### Text segment
▽
Monday, March 31, 2014

Memory Forensics the Linux Way

Now that we have grabbed a memory dump from a Windows system and used Volatility to extract critical information that would otherwise have been lost if the system had simply been powered down, we should take a look at how to do the same thing in Linux. If you are familiar with Linux, you may recognize that we have one utility already in hand that can do an extraction for us. However, if you have a modern version of the Linux kernel (operating system), we have an issue. Before we get into the problem, we should talk about how we might get access to memory. 

In Linux, every device is easily accessible through the /dev filesystem, which is a pseudo-filesystem populated by the operating system while it’s running. The operating system creates an entry in the /dev tree as a result of device drivers that are either built into the kernel or built as a module that can be loaded and unloaded in the running kernel. Getting access to memory is not different from accessing other devices. In Linux, the memory device is found at /dev/mem and we could use dd to extract data from that device, just as we would with a disk device like /dev/sda. However, in order to protect the memory space, the Linux developers have restricted what we can do to the mem device. One of the reasons is that it’s very easy to really mess up your system. All you’d have to do would be to execute dd if=/dev/urandom of=/dev/mem and you’d quickly have a system that was no longer operational. You can see what happens when we try to get a dump of /dev/mem using dd. 

kilroy@quiche:~$ sudo dd if=/dev/mem of=mem.dump

dd: reading ‘/dev/mem’: Operation not permitted

2048+0 records in

2048+0 records out

1048576 bytes (1.0 MB) copied, 0.0109432 s, 95.8 MB/s

 

Linux says operation is not permitted and all we get is 1M out of a system that has 2G of memory in it. We need another approach. Fortunately, there are a couple of kernel modules we can get that will give us access to the memory we want. The first one is a simple replacement for mem, without the restrictions that the mem device has. fmem is a kernel module that works well for forensic purposes and it works just like you’d expect it to. Before we can use it, though, we have to get it installed. Below, I have the source code that I have built and I run make install as a superuser to get the module loaded into the kernel. I could have also used insmod.
△
### Dataset rows
▽
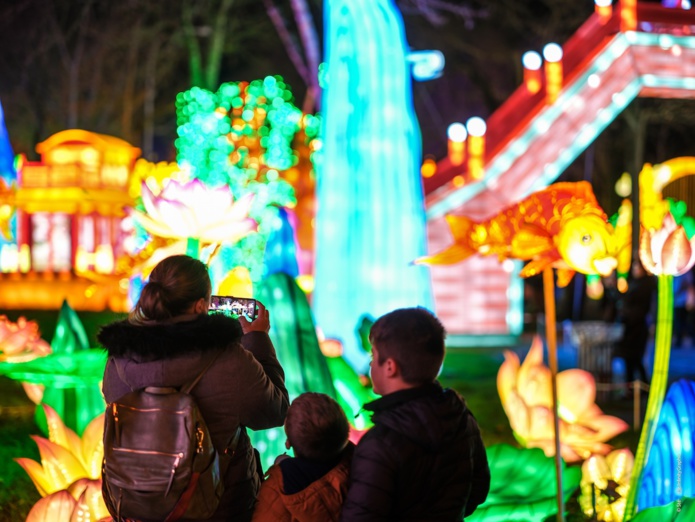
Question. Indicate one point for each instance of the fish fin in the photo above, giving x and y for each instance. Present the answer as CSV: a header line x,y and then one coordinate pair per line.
x,y
450,256
564,276
530,241
460,227
536,266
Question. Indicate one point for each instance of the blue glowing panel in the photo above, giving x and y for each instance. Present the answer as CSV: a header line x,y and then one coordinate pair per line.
x,y
7,174
370,221
670,471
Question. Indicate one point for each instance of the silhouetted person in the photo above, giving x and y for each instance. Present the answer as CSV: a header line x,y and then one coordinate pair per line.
x,y
634,313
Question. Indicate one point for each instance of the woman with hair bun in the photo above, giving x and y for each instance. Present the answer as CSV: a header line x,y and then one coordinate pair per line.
x,y
169,338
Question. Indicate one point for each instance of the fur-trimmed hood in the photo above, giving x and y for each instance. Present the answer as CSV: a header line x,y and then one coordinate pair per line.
x,y
167,340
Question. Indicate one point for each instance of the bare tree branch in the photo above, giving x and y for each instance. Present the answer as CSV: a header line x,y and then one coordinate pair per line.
x,y
307,32
291,46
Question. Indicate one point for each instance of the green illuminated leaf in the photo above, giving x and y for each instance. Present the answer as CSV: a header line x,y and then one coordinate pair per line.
x,y
523,485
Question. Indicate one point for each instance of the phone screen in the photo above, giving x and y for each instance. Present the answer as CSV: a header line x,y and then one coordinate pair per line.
x,y
233,306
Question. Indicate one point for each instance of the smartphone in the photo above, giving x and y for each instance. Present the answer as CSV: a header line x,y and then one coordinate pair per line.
x,y
233,306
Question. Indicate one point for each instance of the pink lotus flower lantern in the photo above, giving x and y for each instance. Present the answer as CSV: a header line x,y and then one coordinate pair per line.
x,y
526,394
21,341
194,211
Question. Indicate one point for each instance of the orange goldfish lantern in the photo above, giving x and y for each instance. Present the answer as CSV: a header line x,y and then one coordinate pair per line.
x,y
561,226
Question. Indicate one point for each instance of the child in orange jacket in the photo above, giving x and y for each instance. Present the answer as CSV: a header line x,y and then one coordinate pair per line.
△
### Tasks to perform
1. List every device path beginning with /dev/ that the Linux memory forensics text mentions.
2. Say whether each statement agrees with the Linux memory forensics text, answering yes or no and quoting the deciding words.
(a) The dd attempt on /dev/mem copied 1048576 bytes.
(b) The system in the example has 4G of memory.
(c) The fmem module was loaded into the kernel with insmod.

### Answers to the exercise
1.
/dev/mem
/dev/sda
/dev/urandom

2.
(a) Yes: "1048576 bytes (1.0 MB) copied"
(b) No: "a system that has 2G of memory in it"
(c) No: "I run make install as a superuser to get the module loaded into the kernel. I could have also used insmod."